- Records provided -
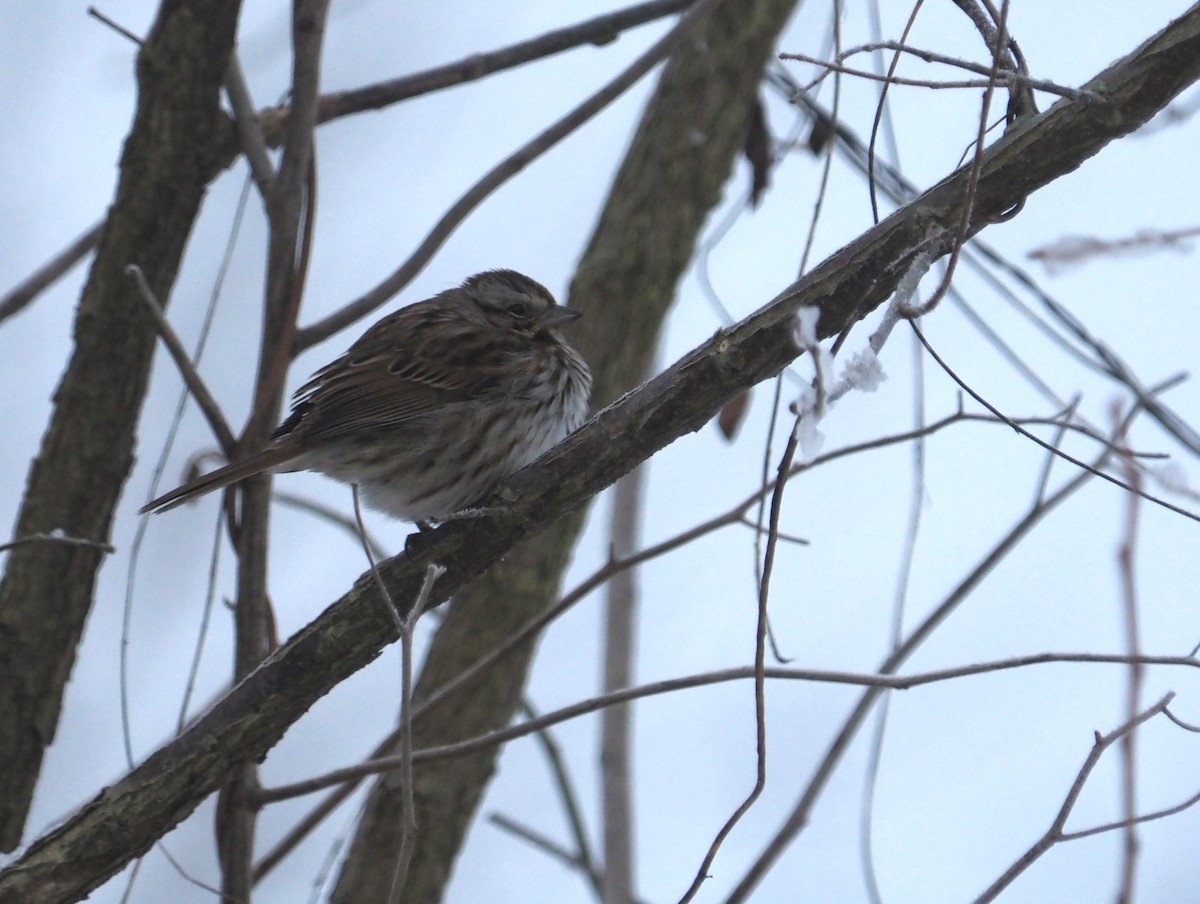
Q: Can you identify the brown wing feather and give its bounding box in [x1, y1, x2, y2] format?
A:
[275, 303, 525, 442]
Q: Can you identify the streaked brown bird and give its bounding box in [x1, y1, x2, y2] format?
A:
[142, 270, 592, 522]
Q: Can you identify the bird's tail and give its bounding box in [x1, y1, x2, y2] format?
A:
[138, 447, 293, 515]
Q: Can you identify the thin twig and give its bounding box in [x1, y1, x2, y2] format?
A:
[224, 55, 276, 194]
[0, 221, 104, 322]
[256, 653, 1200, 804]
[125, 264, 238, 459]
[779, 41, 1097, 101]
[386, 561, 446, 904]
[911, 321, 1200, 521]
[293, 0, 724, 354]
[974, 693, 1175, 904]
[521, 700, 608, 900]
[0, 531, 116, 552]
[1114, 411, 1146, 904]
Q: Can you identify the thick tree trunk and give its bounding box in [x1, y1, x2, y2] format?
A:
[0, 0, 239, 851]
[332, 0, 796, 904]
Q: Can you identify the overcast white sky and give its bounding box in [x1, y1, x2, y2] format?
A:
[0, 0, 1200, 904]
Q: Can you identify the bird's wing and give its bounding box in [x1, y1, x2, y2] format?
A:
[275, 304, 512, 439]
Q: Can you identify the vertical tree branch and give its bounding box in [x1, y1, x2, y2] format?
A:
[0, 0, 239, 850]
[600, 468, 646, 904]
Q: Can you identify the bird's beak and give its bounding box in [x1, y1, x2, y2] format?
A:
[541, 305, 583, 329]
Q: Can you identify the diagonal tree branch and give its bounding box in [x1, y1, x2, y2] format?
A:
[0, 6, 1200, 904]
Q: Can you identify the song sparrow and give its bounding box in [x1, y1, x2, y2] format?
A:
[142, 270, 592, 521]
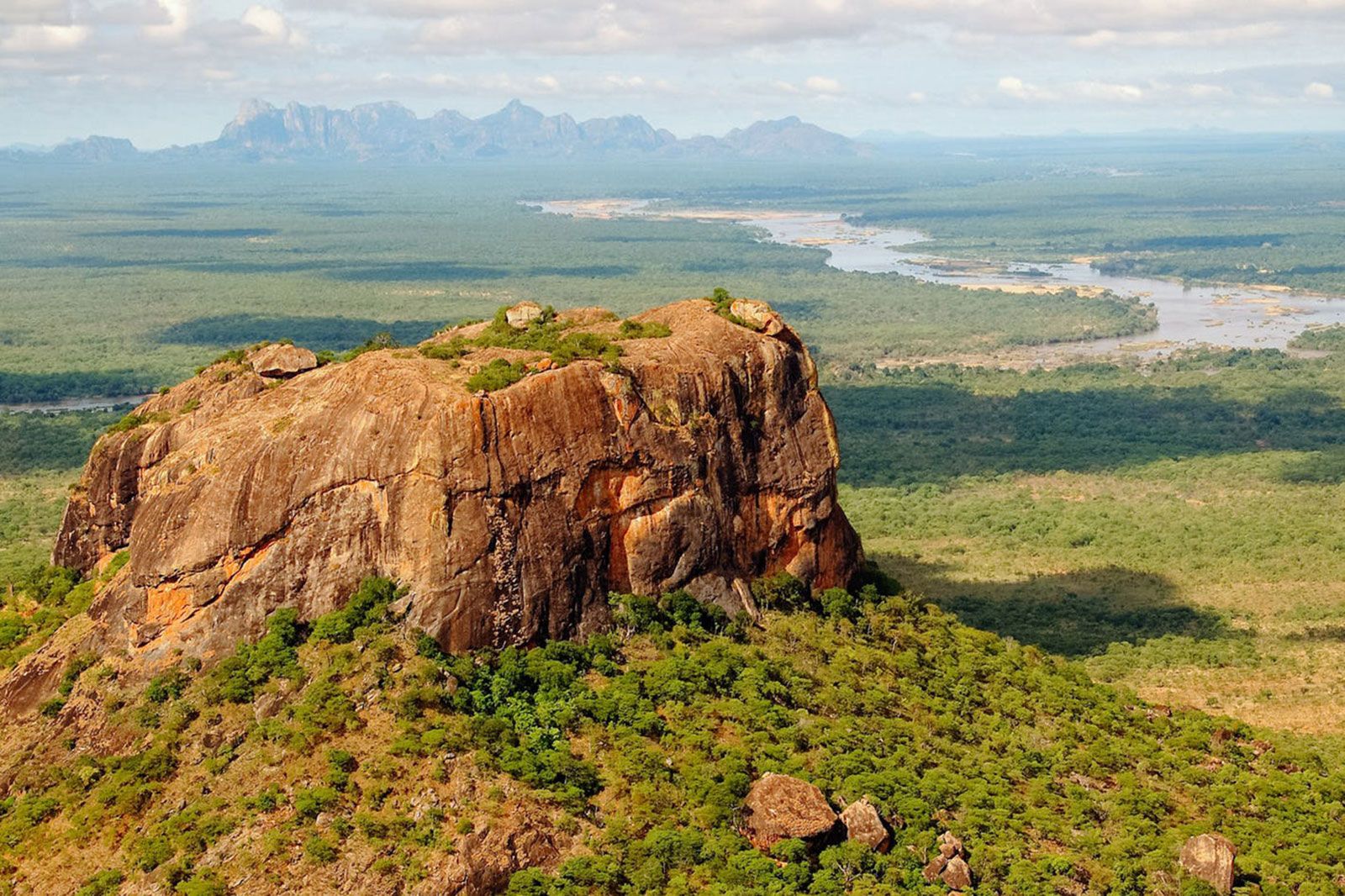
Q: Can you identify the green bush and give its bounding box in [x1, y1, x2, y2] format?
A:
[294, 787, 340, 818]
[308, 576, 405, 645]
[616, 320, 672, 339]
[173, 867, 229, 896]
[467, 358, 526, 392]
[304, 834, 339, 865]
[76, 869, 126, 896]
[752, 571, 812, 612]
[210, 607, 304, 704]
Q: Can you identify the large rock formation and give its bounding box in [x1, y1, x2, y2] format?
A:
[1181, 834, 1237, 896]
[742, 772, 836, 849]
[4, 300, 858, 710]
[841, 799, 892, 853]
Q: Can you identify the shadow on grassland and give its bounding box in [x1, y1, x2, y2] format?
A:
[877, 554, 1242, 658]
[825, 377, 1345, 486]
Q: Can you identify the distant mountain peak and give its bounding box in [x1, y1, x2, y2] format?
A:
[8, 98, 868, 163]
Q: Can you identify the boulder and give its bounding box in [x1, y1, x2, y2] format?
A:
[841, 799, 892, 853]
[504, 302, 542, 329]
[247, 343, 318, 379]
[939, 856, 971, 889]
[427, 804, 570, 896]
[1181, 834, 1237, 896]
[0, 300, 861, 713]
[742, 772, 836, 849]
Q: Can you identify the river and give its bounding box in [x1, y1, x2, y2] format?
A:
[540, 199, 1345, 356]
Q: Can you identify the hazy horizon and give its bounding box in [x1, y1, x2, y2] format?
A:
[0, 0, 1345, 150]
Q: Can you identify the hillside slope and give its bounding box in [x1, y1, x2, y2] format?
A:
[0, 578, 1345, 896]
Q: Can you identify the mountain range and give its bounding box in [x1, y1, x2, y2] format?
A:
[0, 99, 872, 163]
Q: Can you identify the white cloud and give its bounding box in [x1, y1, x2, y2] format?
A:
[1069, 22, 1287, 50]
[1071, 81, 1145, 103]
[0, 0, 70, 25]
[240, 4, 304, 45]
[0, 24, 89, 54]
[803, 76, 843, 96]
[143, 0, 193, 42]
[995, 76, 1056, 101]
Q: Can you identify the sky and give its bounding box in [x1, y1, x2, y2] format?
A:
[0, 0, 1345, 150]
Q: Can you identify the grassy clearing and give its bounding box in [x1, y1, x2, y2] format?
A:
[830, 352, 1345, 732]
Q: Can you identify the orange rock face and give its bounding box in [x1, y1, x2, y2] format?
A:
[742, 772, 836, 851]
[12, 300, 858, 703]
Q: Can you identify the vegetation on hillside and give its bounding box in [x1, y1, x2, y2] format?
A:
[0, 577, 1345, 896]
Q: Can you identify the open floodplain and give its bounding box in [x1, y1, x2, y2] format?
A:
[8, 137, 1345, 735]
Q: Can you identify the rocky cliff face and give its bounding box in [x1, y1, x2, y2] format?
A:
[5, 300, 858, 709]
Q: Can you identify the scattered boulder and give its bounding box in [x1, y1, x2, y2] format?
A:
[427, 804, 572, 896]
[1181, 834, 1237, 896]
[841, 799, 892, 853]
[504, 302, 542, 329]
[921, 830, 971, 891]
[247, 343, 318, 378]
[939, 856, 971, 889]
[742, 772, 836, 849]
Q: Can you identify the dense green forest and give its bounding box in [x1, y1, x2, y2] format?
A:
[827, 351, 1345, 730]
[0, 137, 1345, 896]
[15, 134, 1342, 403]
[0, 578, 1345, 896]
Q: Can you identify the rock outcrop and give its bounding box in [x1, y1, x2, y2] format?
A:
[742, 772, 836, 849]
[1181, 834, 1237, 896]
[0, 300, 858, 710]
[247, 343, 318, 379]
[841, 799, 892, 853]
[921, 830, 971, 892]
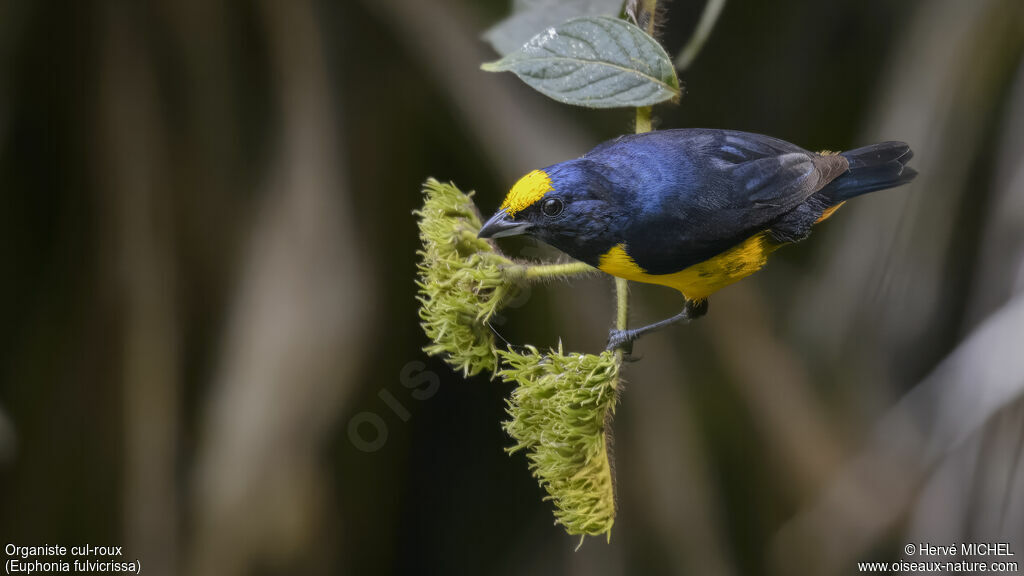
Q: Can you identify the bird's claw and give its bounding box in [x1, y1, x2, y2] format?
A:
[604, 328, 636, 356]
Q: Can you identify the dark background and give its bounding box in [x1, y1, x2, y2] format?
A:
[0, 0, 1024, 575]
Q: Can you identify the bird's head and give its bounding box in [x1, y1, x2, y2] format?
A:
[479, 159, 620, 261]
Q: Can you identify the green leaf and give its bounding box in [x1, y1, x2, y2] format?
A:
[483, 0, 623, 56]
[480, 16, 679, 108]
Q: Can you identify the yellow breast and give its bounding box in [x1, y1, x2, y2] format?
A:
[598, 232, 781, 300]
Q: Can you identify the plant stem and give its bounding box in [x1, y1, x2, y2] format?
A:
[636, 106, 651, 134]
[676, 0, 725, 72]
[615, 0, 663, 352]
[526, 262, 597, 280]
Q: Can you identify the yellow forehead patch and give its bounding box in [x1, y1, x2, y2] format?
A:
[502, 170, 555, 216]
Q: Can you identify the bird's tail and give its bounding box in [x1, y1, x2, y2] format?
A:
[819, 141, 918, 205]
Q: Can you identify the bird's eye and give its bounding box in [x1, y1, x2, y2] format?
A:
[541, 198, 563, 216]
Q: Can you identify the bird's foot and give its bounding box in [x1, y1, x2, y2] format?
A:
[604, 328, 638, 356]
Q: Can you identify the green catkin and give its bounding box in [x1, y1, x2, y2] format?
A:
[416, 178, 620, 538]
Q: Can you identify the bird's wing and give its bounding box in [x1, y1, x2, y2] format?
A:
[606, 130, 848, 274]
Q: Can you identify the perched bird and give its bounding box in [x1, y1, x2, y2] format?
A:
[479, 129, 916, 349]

- Given request -
Count the lines in the rows above that contain the word "hillside", and reply with only that number.

- Exercise response -
2